Your objective:
Set down the material below in full, matching it exactly.

==========

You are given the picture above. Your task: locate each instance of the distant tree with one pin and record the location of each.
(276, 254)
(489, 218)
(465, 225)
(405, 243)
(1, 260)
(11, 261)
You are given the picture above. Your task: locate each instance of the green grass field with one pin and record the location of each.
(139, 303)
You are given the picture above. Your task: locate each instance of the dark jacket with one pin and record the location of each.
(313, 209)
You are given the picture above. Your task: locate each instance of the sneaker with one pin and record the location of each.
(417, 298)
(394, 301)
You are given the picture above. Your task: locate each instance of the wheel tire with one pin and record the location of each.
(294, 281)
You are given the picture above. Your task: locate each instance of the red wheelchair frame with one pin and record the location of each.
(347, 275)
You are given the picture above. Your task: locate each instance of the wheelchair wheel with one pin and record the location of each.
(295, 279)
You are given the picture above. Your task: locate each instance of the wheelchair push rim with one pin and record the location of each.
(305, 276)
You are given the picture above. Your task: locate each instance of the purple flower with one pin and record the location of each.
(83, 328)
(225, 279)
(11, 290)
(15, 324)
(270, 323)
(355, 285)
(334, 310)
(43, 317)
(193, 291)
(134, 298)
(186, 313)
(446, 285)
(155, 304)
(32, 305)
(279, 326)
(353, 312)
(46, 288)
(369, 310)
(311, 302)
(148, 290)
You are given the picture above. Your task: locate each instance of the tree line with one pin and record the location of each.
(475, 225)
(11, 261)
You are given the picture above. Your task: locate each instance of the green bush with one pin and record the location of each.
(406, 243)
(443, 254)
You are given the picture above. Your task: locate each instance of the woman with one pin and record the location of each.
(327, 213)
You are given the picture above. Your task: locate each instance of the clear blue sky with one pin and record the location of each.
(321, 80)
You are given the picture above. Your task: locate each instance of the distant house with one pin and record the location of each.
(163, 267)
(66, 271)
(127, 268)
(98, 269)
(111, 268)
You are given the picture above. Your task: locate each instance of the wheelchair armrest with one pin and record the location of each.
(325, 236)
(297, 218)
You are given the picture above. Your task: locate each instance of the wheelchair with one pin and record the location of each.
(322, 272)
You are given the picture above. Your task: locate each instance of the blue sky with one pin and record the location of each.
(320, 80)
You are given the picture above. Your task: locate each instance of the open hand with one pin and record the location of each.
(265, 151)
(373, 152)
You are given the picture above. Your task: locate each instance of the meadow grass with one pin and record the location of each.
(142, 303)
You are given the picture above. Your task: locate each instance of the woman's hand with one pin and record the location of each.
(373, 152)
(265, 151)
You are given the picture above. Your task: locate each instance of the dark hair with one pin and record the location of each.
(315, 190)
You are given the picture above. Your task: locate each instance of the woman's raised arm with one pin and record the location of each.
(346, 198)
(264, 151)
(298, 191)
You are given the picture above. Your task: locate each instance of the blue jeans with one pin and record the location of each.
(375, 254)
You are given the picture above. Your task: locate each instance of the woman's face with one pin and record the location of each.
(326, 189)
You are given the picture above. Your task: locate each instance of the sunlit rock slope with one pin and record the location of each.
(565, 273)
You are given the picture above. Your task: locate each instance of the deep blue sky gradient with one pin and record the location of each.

==========

Exercise answer:
You are given the picture above. Your task: locate each instance of the distant tree with one pin and record the location of each.
(276, 254)
(489, 218)
(465, 225)
(405, 243)
(1, 260)
(11, 261)
You are given the picture above. Your task: locate each instance of the green grass field with one pin and record the location of each.
(139, 303)
You are given the picture above. Your task: locate each instance of the dark jacket with one pin and record the location of each.
(313, 209)
You are given the picture above. Your task: locate each instance of the sneaker with one pin and record the location of each.
(417, 298)
(394, 301)
You are given the picture above. Your task: locate each instance of the wheel tire with one pin and record the location of each.
(294, 281)
You are given the picture above. Your task: locate each instance of the red wheelchair frame with one pin and record the location of each.
(347, 275)
You are given the picture above. Your task: locate each instance of the wheelchair wheel with one pin and record the location of each.
(295, 279)
You are given the picture above. Your task: locate each instance of the wheelchair push rim with one pin and record the location of each.
(305, 276)
You are given the picture above. Your task: locate each instance of the purple flower with one pin and record the location of each.
(83, 328)
(225, 279)
(11, 290)
(15, 324)
(270, 323)
(355, 285)
(334, 310)
(43, 317)
(193, 291)
(134, 298)
(186, 313)
(446, 285)
(155, 304)
(32, 305)
(279, 326)
(353, 312)
(46, 288)
(369, 310)
(311, 302)
(148, 290)
You are given the picture above. Your task: locate each instance of the tree line with one pin and record the location of each.
(475, 225)
(11, 261)
You are given the picture above. Your task: locate each instance of the green bush with one pin and record the location of each.
(406, 243)
(443, 254)
You are given the picture above. Your task: locate each instance of the woman with one pin and record the location of each.
(327, 213)
You are given the picture above. Your task: locate each instance of the clear blue sky with one pin and record the location of each.
(321, 80)
You are given the picture above. Your task: locate each instance of the distant house with one pin and record the location of each.
(163, 267)
(66, 271)
(127, 268)
(98, 269)
(111, 268)
You are given the picture above. Your task: locate each instance of the wheelchair armrest with one pin and record the location of each.
(325, 236)
(297, 218)
You are given the picture above. Your task: locate each instance of the wheelchair with one pin and record the location of each.
(322, 272)
You are given the picture above. Your task: locate each instance of the blue sky with one pin and record the location of each.
(320, 80)
You are given the picture above. Your task: locate each instance of the open hand with one pin and record the location of each.
(265, 151)
(373, 152)
You are given the picture above. Your task: locate each instance of the meadow grass with one pin and record the location of each.
(142, 303)
You are given the picture above. Your task: locate each instance of the woman's hand with one pin and record the location of each.
(373, 152)
(265, 151)
You are given the picture above. Your task: locate each instance of the dark hair with one pin and record the location of each.
(315, 190)
You are given the picture above. Your task: locate each instance of the woman's raised arm with one pin and record the location of each.
(346, 198)
(264, 151)
(298, 191)
You are given the picture above. Your task: locate each instance of the blue jeans with one pin and record the location of each.
(375, 254)
You are given the picture above. Your task: locate each instance of the woman's face with one pin and record the location of each.
(326, 189)
You are given the picture above. Your task: locate each instance of the sunlit rock slope with one pin and record the location of each.
(565, 273)
You are given the picture above. Your task: locate each instance of the deep blue sky gradient with one pin and record the location of each.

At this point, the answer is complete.